● **Task requirements**
All of the data below is to be copied exactly.

Dataset entries:
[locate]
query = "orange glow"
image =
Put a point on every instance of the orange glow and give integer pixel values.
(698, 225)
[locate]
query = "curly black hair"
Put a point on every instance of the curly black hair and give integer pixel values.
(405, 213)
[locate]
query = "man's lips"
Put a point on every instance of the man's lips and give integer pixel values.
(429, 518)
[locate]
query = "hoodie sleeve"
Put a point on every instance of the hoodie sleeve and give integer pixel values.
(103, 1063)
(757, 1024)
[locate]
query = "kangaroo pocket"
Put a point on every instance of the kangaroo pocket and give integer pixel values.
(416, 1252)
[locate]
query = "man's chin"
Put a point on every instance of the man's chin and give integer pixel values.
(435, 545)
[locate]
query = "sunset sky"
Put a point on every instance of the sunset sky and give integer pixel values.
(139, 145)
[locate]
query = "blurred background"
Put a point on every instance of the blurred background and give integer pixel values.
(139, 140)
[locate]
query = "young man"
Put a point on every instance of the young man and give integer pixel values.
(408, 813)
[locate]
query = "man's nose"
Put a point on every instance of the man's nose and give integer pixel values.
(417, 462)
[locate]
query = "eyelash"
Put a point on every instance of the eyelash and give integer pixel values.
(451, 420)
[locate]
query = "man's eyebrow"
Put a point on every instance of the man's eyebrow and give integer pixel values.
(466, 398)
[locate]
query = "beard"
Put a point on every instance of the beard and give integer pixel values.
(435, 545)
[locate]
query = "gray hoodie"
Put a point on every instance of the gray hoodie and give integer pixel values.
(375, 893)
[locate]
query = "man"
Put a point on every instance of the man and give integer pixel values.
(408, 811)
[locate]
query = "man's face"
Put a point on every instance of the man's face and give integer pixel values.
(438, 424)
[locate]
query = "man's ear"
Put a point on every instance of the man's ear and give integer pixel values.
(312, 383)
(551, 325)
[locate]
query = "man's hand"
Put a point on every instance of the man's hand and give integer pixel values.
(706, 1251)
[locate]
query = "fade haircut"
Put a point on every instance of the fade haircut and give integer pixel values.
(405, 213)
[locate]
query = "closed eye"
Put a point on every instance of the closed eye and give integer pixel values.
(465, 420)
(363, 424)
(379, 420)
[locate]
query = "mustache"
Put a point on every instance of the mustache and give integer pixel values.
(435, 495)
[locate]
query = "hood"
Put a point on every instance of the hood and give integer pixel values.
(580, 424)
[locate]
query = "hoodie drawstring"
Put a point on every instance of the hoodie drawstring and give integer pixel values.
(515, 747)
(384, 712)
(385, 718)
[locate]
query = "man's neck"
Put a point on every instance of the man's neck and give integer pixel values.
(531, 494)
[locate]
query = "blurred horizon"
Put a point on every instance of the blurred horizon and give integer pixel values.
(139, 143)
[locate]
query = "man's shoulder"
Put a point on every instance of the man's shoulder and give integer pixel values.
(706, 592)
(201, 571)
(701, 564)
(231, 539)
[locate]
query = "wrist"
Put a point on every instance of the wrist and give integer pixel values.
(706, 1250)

● **Response to the task**
[locate]
query = "orange glow"
image =
Put a point on every instance of the orange glow and give integer pixel values.
(698, 225)
[locate]
query = "curly black hair"
Put a point on every instance of the curly black hair and give integer pixel values.
(405, 213)
[locate]
query = "man's lips"
Put a point on every instance of the man's lips and give integer pixel values.
(429, 518)
[locate]
query = "hoodie sleeve"
Put a point on every instance of the hoodie sleeve and give integer pixel values.
(103, 1063)
(757, 1024)
[locate]
query = "kangaroo pocket"
Put a point on every instance of the kangaroo pocket and give integer pixel values.
(416, 1252)
[locate]
query = "man's chin"
Put a point on every instance of the man's chin and give integer pixel values.
(435, 545)
[locate]
query = "sunset sky"
Put a point on every instance of the sunset sky and give integer pixel values.
(139, 145)
[locate]
query = "blurred background"
Put a point on every instance of the blurred background and give integer pixel values.
(139, 140)
[locate]
query = "young man"
Put a point on every instance of the young man and give integer pixel values.
(408, 813)
[locate]
query = "man's nose"
Put a point on every instance of the man's nose and give integer pixel values.
(417, 462)
[locate]
query = "eyelash"
Put a point on every instance of the eyelash and give integer pixel values.
(451, 420)
[locate]
query = "man's eyebrow"
Put a point on every instance of the man's eyebrow and give integer pixel values.
(466, 398)
[locate]
query = "beard"
Put a point on every instance of the beard and give integer pixel values.
(435, 545)
[locate]
query = "gray hoodie"
Put a point on every instance of the gray hoodie and give integer pixel values.
(375, 893)
[locate]
query = "man"
Put a point on every instance of the man and give integer pixel values.
(408, 811)
[locate]
query = "man's face"
Put a point on every instance of the man's face and give integer pixel values.
(438, 424)
[locate]
query = "man's ear"
Put a point on every instance of the man's ear and give integer pixel values.
(312, 383)
(551, 325)
[locate]
query = "man's hand"
Put a point on every instance of the man's hand and give integer pixel values.
(706, 1251)
[locate]
query = "fade haircut"
Put a point on every instance of the fade haircut and give integer pixel values.
(405, 213)
[locate]
query = "closed eye"
Put a point on every instance of the closed eye and give integer pixel values.
(465, 420)
(363, 424)
(379, 420)
[locate]
query = "mustache"
Put a point on every instance of the mustache and give integer pixel values.
(435, 495)
[locate]
query = "hood"
Put a point on every instance of the hood and give integer pixel values.
(580, 424)
[locate]
query = "hoodie drawstring"
Put a point on every instance of the hoodie drawstring and give integer pixel values.
(515, 747)
(384, 712)
(385, 718)
[locate]
query = "man's neck"
Put a point on every instance of the man's neck and give integer pixel values.
(531, 494)
[locate]
query = "blurred horizon"
Put a point on every instance of the blurred horizon and give integer pixel values.
(139, 143)
[locate]
query = "man's shoulder"
Put a point on every instance of the man's shoulder and give integer pixel values.
(706, 592)
(201, 571)
(701, 564)
(231, 539)
[locate]
query = "wrist"
Put a point on every instance of the wrist and give integer pixel values.
(706, 1250)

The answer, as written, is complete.